_Information provided_
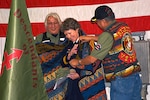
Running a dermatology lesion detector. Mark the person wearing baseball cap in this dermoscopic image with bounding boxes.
[69,5,142,100]
[91,5,115,22]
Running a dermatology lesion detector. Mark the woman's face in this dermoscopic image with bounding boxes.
[47,16,60,34]
[64,29,79,42]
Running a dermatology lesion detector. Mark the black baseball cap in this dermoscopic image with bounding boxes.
[91,5,115,22]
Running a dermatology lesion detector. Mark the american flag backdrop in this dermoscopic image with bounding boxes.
[0,0,150,37]
[0,0,150,64]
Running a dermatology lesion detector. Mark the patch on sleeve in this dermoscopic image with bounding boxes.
[94,42,101,50]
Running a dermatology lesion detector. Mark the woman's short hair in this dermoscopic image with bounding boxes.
[61,18,80,32]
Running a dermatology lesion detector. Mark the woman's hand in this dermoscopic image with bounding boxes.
[67,44,78,60]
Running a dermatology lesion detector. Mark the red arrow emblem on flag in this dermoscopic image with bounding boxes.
[0,48,23,76]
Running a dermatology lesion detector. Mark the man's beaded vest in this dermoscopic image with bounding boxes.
[102,22,141,81]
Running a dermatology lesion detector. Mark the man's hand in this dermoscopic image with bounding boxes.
[69,59,79,68]
[67,69,80,80]
[79,36,98,43]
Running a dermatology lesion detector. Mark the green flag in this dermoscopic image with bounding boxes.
[0,0,48,100]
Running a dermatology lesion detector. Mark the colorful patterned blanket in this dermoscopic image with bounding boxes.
[36,43,106,100]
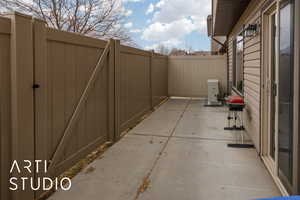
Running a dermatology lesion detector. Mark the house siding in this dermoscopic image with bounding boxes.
[228,0,264,152]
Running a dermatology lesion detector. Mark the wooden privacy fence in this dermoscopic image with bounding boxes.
[168,56,227,97]
[0,13,168,200]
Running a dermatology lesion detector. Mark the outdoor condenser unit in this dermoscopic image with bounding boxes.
[207,79,220,105]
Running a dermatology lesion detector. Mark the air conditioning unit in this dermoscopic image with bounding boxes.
[207,79,220,105]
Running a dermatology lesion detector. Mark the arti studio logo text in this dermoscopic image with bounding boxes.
[9,160,72,191]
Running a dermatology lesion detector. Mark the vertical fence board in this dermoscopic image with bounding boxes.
[151,54,168,106]
[11,13,34,199]
[0,18,11,199]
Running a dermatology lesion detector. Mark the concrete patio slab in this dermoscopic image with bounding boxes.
[140,138,280,200]
[50,99,280,200]
[50,135,166,200]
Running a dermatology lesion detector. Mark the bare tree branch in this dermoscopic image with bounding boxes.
[0,0,132,43]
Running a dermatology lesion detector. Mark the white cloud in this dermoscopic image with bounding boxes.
[155,0,165,8]
[123,0,145,3]
[124,10,132,17]
[130,29,142,33]
[146,3,154,15]
[124,22,133,28]
[142,18,196,42]
[142,0,211,47]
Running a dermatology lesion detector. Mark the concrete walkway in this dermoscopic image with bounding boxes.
[50,99,280,200]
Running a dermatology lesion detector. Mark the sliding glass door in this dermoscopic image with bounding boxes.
[278,0,294,188]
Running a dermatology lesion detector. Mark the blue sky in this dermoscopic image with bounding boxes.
[122,0,211,50]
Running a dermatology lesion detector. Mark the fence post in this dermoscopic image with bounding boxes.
[10,13,35,200]
[114,40,121,141]
[149,50,154,110]
[108,39,116,142]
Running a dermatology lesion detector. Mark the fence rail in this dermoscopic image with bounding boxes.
[0,13,168,200]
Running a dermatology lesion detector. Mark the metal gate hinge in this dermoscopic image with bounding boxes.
[32,84,40,89]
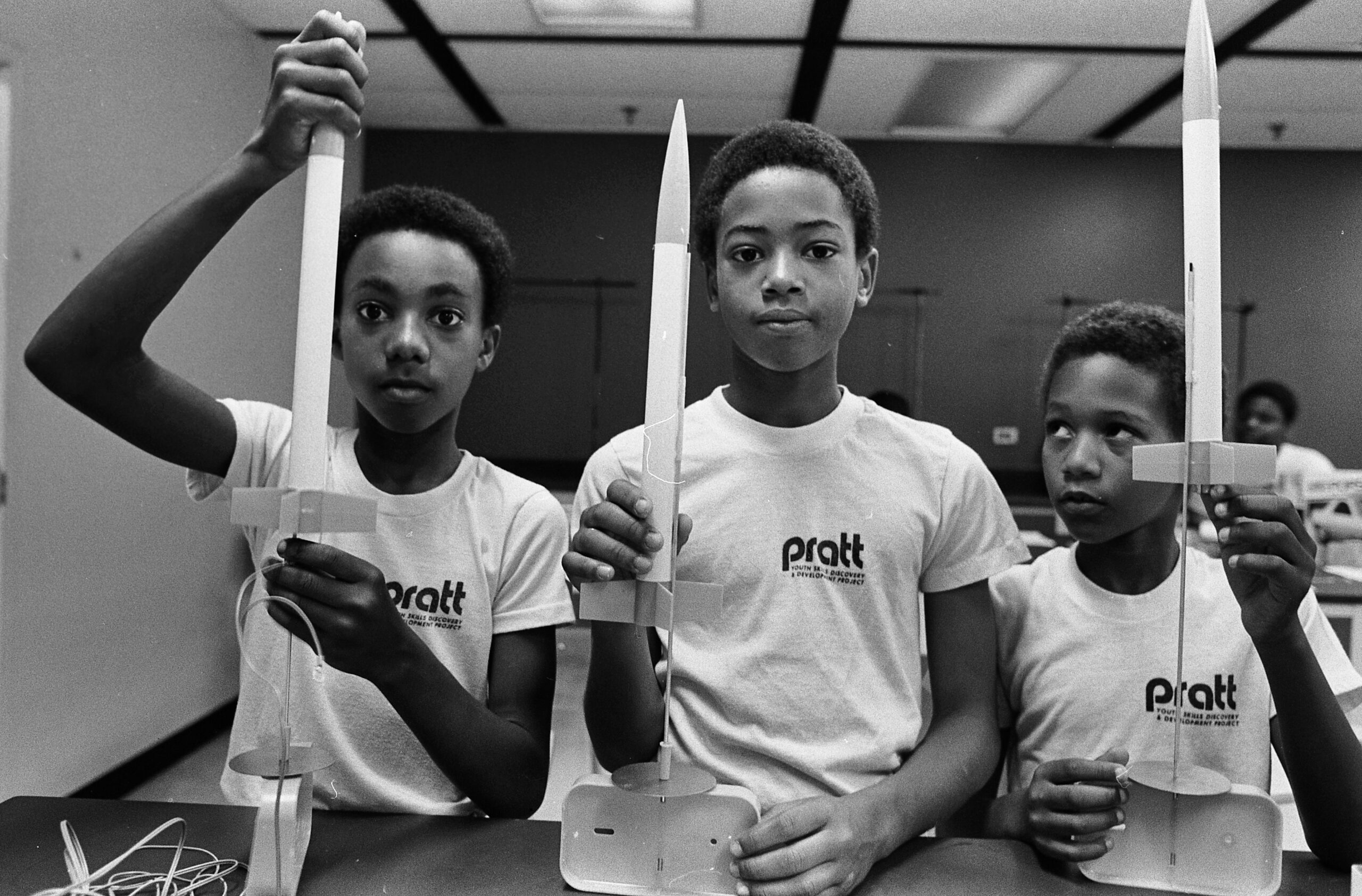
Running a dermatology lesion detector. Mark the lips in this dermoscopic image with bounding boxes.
[754,308,810,329]
[379,378,430,403]
[1058,489,1106,516]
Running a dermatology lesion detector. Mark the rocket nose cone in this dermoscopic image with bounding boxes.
[1182,0,1220,121]
[654,99,691,245]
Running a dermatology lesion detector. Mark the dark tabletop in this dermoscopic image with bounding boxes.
[0,797,1348,896]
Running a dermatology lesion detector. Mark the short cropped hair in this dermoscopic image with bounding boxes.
[693,121,880,266]
[1041,302,1186,434]
[1235,380,1299,426]
[335,185,512,327]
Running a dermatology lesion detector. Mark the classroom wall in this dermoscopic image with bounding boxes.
[365,131,1362,471]
[0,0,301,799]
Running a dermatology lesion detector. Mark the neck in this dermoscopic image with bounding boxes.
[354,404,462,494]
[723,346,842,428]
[1073,513,1180,594]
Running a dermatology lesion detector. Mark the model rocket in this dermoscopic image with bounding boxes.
[1132,0,1276,487]
[580,101,723,790]
[231,125,377,534]
[582,101,723,628]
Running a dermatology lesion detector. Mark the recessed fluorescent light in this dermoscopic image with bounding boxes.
[530,0,696,29]
[891,59,1079,137]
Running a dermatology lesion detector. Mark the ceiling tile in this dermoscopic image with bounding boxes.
[1012,54,1182,142]
[453,41,800,102]
[364,88,478,131]
[842,0,1272,46]
[364,38,453,97]
[816,49,937,137]
[214,0,402,31]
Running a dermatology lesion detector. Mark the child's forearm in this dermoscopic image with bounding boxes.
[24,151,280,397]
[1255,616,1362,867]
[372,638,552,818]
[856,711,1008,860]
[583,623,663,771]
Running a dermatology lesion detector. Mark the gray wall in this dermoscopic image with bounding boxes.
[365,131,1362,470]
[0,0,301,799]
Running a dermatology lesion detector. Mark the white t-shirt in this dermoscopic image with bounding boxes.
[1276,441,1333,501]
[188,399,574,814]
[990,547,1362,790]
[572,387,1027,808]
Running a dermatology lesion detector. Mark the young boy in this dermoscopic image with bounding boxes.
[564,121,1027,893]
[969,304,1362,866]
[26,14,572,817]
[1234,380,1333,501]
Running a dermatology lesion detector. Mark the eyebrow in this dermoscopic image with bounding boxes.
[351,273,470,298]
[723,218,846,238]
[1043,400,1153,426]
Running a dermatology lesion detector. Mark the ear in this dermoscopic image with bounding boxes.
[478,324,501,373]
[856,248,880,308]
[704,264,719,311]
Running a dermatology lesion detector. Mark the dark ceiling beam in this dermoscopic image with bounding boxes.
[256,29,1362,60]
[384,0,506,127]
[785,0,851,121]
[1092,0,1310,140]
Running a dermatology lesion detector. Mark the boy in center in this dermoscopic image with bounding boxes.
[564,121,1027,894]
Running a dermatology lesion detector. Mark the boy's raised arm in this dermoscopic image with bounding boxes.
[24,12,368,475]
[1211,490,1362,869]
[562,479,691,769]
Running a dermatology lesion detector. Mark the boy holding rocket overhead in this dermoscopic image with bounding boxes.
[564,121,1027,894]
[24,12,572,817]
[946,302,1362,867]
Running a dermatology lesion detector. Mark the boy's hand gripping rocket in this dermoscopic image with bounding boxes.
[231,124,377,534]
[1132,0,1276,487]
[580,101,723,628]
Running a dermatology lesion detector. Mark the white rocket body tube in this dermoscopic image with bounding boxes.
[639,102,691,585]
[639,243,691,583]
[1182,119,1224,441]
[283,125,345,489]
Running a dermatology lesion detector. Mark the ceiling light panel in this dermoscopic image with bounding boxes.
[842,0,1272,46]
[527,0,697,30]
[1253,0,1362,52]
[204,0,403,31]
[451,41,800,102]
[421,0,813,39]
[492,93,785,135]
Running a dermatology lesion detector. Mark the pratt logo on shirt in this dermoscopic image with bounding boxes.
[780,533,865,585]
[388,579,467,630]
[1144,674,1240,728]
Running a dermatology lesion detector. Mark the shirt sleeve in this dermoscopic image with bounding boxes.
[184,397,293,501]
[492,489,575,635]
[921,441,1031,592]
[1270,588,1362,715]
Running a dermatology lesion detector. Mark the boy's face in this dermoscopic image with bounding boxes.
[1235,395,1286,445]
[1041,354,1181,543]
[333,230,501,433]
[705,168,878,373]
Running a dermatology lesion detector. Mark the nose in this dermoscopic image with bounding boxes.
[1062,433,1102,480]
[761,248,803,295]
[387,313,430,363]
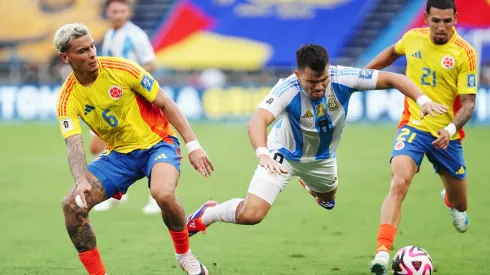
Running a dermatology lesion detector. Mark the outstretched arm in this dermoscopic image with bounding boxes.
[152,89,214,177]
[248,108,287,174]
[376,72,448,118]
[65,134,88,180]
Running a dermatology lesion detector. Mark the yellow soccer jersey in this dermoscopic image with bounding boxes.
[395,28,477,139]
[57,57,174,153]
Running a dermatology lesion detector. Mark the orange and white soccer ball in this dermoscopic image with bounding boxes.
[392,246,434,275]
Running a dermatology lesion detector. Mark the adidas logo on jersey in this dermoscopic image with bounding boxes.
[301,110,313,118]
[456,166,464,175]
[412,51,422,59]
[84,104,95,115]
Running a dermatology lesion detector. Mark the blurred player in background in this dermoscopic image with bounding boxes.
[366,0,477,274]
[54,24,213,275]
[187,45,446,246]
[90,0,160,214]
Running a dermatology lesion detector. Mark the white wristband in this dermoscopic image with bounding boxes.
[417,95,432,107]
[444,123,457,137]
[185,139,201,154]
[255,147,269,157]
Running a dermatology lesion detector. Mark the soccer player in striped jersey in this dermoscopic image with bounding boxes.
[54,24,213,275]
[90,0,160,214]
[366,0,477,275]
[187,45,446,248]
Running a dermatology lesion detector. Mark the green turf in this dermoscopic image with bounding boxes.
[0,124,490,275]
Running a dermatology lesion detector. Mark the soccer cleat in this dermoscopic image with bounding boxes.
[369,251,390,275]
[177,251,209,275]
[441,189,468,233]
[298,177,335,210]
[187,201,218,237]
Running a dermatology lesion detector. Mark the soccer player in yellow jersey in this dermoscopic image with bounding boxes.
[367,0,477,274]
[54,24,214,275]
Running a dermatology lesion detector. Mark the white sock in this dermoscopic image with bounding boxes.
[201,199,243,226]
[375,251,390,262]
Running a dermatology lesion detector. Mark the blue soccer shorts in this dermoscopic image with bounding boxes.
[88,138,182,198]
[390,126,466,179]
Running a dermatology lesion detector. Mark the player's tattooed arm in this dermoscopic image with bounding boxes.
[453,94,476,129]
[65,134,88,180]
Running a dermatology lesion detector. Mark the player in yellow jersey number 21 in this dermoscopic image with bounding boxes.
[367,0,477,275]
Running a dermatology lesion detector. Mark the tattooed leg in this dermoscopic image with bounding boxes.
[150,163,186,231]
[62,172,106,253]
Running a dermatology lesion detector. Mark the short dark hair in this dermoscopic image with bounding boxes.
[296,44,329,73]
[105,0,132,8]
[425,0,456,14]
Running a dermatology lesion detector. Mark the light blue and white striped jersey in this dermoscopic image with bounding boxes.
[102,21,156,65]
[259,66,378,162]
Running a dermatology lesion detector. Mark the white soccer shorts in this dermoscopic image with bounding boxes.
[248,151,338,205]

_Aim_
Rewrite the part of the data that opens with the line containing "Running a dermatology lesion detector. Mark the boy's face" and closes with the line containing "[187,201,218,237]", replacing "soccer" with "football" and leaving everything else unchanged. Leave the pictures out of your answer.

_Solution to this task_
Running a dermatology lesion detector. Mark the boy's face in this dermoscopic image with bounding boxes.
[1235,395,1286,445]
[1041,354,1181,543]
[333,230,501,433]
[705,168,878,373]
Running a dermatology lesion detector. Mark the nose in this dermoscopic image with bounding boxes.
[1062,433,1102,480]
[761,248,803,295]
[387,313,430,363]
Running a dermatology lesion detector. Mark the outstretched arm in this dermoscopic image with bounding boxes.
[152,89,214,177]
[248,108,287,174]
[376,72,448,118]
[65,134,88,180]
Running a dermatology lesion detector. Mark the yellow football jersey in this dermoscopic image with bounding boxes.
[395,28,477,139]
[57,57,174,153]
Running a dermatology lesion detector. Mark the orange and white football ball in this dermoscopic image with bounding boxes.
[392,246,434,275]
Running a dermatology lesion detector. Mark the adidas logo on jersey in this dermoscopic image with bounding boxes.
[301,110,313,118]
[456,166,464,175]
[412,51,422,59]
[84,104,95,115]
Running a dermatology lesion detector. Mark the blurred player in background in this dermoscopic image with bounding boxes.
[366,0,477,274]
[54,24,213,275]
[187,45,446,246]
[90,0,160,214]
Running a dermatology lesion detector. Mark the white wristband in this dermoscopic image with bounding boxes.
[417,95,432,107]
[444,123,457,137]
[185,139,201,154]
[255,147,269,157]
Running a dermatology lesion detector. Mark the football player in striped jersey in this dermoscopic image with bounding boxes.
[54,24,213,275]
[90,0,160,214]
[366,0,477,275]
[187,45,446,248]
Running a dermatology lesion detector. Mark the green turf in this dermoscopic image with bounding boxes.
[0,124,490,275]
Running a dermatology lesion detector. Mark the football cleat in this dermoscopic image with bounding boxes.
[369,251,390,275]
[177,251,209,275]
[441,189,468,233]
[298,177,335,210]
[187,201,218,237]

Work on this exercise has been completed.